*TASK TO COMPLETE:* Select every line in the items that contains the string "panel" and copy each one. Matching is case-sensitive.

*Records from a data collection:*
* * * * *

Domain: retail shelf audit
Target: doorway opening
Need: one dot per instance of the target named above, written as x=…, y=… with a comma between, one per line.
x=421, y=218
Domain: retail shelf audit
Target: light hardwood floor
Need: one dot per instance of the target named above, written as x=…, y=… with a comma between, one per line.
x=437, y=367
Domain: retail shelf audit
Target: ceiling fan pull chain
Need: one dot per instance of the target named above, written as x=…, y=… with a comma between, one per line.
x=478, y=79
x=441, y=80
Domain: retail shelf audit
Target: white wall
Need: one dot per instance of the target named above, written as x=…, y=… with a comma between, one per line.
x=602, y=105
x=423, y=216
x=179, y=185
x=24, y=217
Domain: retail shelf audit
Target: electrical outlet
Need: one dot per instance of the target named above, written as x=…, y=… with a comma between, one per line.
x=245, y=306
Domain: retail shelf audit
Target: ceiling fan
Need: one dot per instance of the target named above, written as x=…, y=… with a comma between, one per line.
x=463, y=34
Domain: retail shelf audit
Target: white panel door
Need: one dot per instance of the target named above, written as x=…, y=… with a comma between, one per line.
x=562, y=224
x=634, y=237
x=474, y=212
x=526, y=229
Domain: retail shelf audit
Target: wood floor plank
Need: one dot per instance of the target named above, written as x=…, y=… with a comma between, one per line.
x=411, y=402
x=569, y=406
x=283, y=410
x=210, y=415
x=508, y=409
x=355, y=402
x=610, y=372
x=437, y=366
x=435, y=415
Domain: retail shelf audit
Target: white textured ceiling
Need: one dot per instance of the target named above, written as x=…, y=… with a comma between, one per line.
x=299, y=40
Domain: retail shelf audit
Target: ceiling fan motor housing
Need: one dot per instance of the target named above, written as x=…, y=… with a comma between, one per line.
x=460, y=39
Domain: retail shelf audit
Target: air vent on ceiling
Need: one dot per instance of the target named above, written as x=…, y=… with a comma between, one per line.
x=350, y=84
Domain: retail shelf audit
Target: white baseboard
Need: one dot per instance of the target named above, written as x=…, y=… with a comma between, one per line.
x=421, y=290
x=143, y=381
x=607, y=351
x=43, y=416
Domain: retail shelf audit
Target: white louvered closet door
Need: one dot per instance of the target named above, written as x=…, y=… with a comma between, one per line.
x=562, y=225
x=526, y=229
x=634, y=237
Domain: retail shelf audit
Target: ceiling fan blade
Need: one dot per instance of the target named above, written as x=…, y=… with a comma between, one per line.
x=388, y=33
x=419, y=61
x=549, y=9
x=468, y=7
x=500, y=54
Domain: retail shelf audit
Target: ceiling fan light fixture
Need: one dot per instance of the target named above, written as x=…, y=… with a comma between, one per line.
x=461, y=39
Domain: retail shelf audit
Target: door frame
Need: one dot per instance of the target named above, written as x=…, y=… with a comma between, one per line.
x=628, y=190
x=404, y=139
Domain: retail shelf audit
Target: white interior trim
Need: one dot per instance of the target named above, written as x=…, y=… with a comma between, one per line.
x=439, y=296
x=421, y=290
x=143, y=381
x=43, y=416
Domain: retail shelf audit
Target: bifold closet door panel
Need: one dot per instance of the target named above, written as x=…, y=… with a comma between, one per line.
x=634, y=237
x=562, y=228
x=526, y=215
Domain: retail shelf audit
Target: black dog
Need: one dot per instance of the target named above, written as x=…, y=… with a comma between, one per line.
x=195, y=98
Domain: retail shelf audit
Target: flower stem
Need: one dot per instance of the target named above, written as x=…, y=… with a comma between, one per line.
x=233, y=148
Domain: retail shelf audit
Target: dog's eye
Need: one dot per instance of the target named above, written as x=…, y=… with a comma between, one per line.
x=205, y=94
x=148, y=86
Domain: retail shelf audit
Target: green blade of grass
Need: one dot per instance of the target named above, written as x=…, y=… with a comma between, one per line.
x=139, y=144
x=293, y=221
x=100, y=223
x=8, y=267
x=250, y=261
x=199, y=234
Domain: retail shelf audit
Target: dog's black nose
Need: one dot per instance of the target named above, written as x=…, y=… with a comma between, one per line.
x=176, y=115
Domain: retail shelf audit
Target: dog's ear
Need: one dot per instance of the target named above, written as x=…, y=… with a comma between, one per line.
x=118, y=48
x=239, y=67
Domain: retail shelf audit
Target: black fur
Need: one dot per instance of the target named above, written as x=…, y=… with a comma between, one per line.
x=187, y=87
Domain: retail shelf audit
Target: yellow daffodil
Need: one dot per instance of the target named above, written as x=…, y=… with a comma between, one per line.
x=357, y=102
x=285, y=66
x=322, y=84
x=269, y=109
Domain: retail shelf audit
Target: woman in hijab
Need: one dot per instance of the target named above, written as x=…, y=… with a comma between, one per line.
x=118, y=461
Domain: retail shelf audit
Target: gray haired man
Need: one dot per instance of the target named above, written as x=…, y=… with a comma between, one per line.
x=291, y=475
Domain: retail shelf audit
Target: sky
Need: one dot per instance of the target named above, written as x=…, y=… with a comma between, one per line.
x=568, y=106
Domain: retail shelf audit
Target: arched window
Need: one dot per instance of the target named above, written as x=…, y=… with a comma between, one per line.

* * * * *

*TASK SOLUTION:*
Target: white panel door
Target: bifold closet door panel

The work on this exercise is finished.